In Hopa (Türkei) wurde ein Dorfbewohner von einem Firmenvertreter erschossen. Die Dorfbewohner blockierten eine Waldrodung für ein geplantes Promenaden-Projekt der türkischen Regierung.

Das nächste blutige Staatsprojekt des AKP-Regimes kostet ein weiteres Leben. In Cankurtaran, einem Dorf in Hopa (Türkei), wurden die protestierenden Dorfbewohner Reşit Kibar, Ersan Koyuncu und Gökhan Koyuncu von Muhammet Ustabaş, einem Firmenvertreter von Yapisoy Beton, mit einer Pistole erschossen. Während die Koyuncu-Brüder überleben konnten, erlag Reşit Kibar seinen Schusswunden noch vor dem Erreichen des Krankenhauses.

Wie kam es dazu?

In Cankurtaran fuhren Baumaschinen in den größten regionalen Wald, um Bäume für ein Erholungsgebiet der türkischen Regierung zu fällen. Die geplante Touristen-Promenade soll dort gebaut werden. Dorfbewohner, die in der landwirtschaftlichen Initiative Çifteköprü organisiert sind, wollten die Baumfällung verhindern.

Beim Blockieren der Baumaschinen kam es zu einem aktiven Kampf, bei dem die Dorfbewohner:innen Barrikaden mit Holzbalken aufbauten und mit kleinen Steinschleudern Kieselsteine auf die Baumaschinen schossen. Das scheint Grund genug für die anwesenden Bauleiter der staatlichbeauftragten Firma Yapisoy gewesen zu sein. Erst kam es zu einer Schlägerei zwischen den Bauleiter:innen und den Dorfbewohner:innen, dann zogen zwei Firmenvertreter ihre Pistolen – Muhammet Ustabaş zögerte nicht und schoss. Drei Personen wurden schwer verletzt, einer von ihnen starb. Die Firma gab ein lächerliches Statement ab und nahm sich aus der Verantwortung, indem sie sich aus dem Projekt zurückzog.

Geplantes Attentat?

Einträge des Datensatzes:
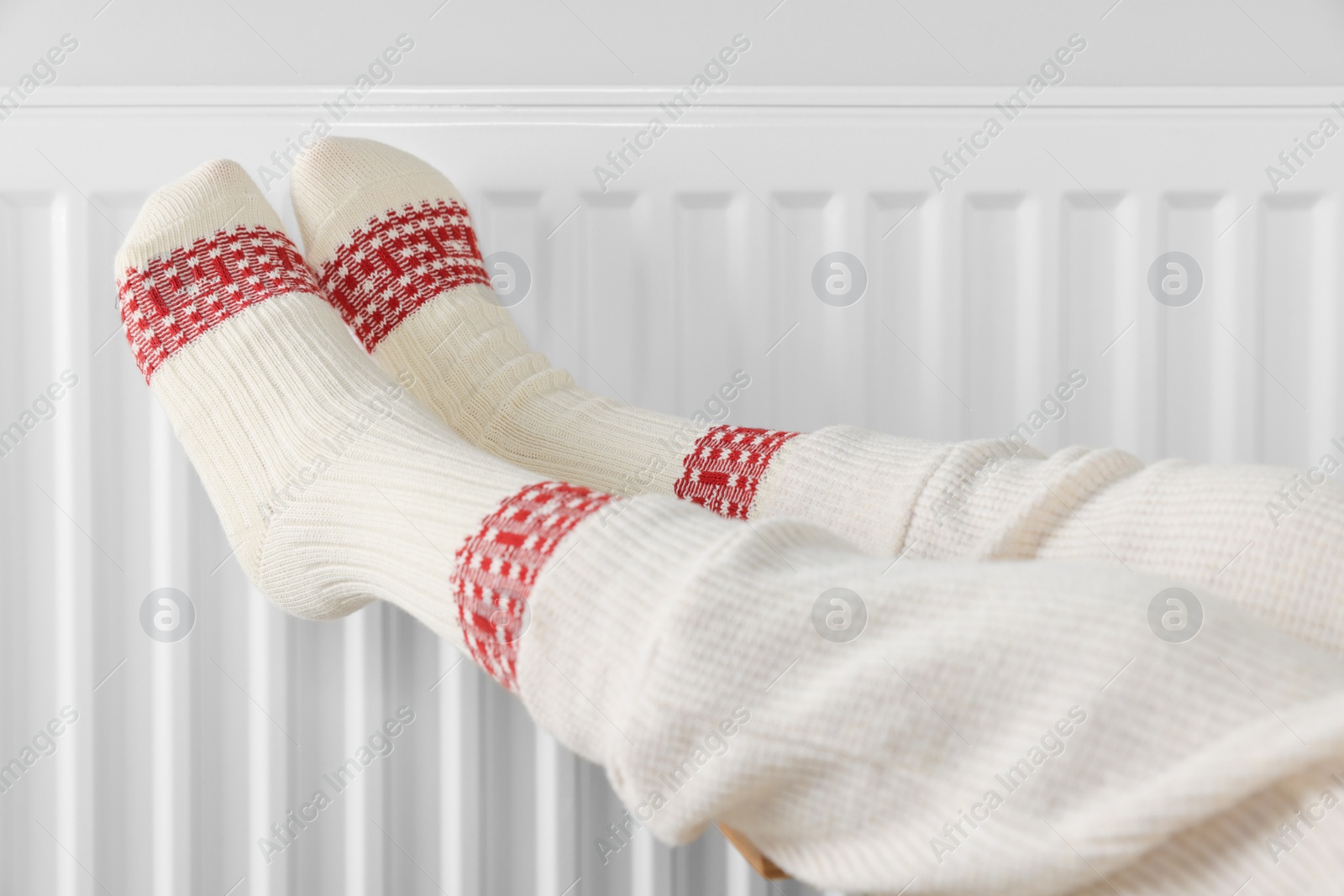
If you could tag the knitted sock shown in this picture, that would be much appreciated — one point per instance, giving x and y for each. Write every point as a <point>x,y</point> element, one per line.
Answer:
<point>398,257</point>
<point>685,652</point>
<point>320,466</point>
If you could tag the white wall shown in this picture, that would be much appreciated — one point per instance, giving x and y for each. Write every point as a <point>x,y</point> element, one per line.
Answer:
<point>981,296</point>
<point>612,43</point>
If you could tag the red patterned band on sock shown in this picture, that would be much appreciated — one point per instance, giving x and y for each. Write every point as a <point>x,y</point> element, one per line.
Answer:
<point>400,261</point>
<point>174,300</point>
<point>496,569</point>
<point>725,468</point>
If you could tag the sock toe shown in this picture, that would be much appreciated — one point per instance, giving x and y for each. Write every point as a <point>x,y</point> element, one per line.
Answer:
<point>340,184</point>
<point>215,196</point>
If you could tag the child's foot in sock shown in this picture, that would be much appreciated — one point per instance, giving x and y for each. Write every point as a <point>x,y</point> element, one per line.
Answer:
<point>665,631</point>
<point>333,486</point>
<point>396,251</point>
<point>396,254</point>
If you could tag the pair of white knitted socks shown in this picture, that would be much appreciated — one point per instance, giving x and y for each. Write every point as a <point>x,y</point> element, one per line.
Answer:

• AUFGABENLISTE:
1) Schreibe aus dem Textabschnitt wortgetreu die Stelle ab, die mit „Das nächste blutige“ beginnt und bis einschließlich „kam es dazu?“ reicht.
2) Erkläre mit Hilfe des Textabschnitts, weshalb Baumaschinen in den Wald bei Cankurtaran fuhren.
Die Einträge braucht man hier nicht.

• LÖSUNGEN PRO AUFGABE:
1)
Das nächste blutige Staatsprojekt des AKP-Regimes kostet ein weiteres Leben. In Cankurtaran, einem Dorf in Hopa (Türkei), wurden die protestierenden Dorfbewohner Reşit Kibar, Ersan Koyuncu und Gökhan Koyuncu von Muhammet Ustabaş, einem Firmenvertreter von Yapisoy Beton, mit einer Pistole erschossen. Während die Koyuncu-Brüder überleben konnten, erlag Reşit Kibar seinen Schusswunden noch vor dem Erreichen des Krankenhauses.

Wie kam es dazu?

2) Die Baumaschinen sollten dort Bäume für ein Erholungsgebiet der türkischen Regierung fällen. An dieser Stelle soll die geplante Touristen-Promenade gebaut werden.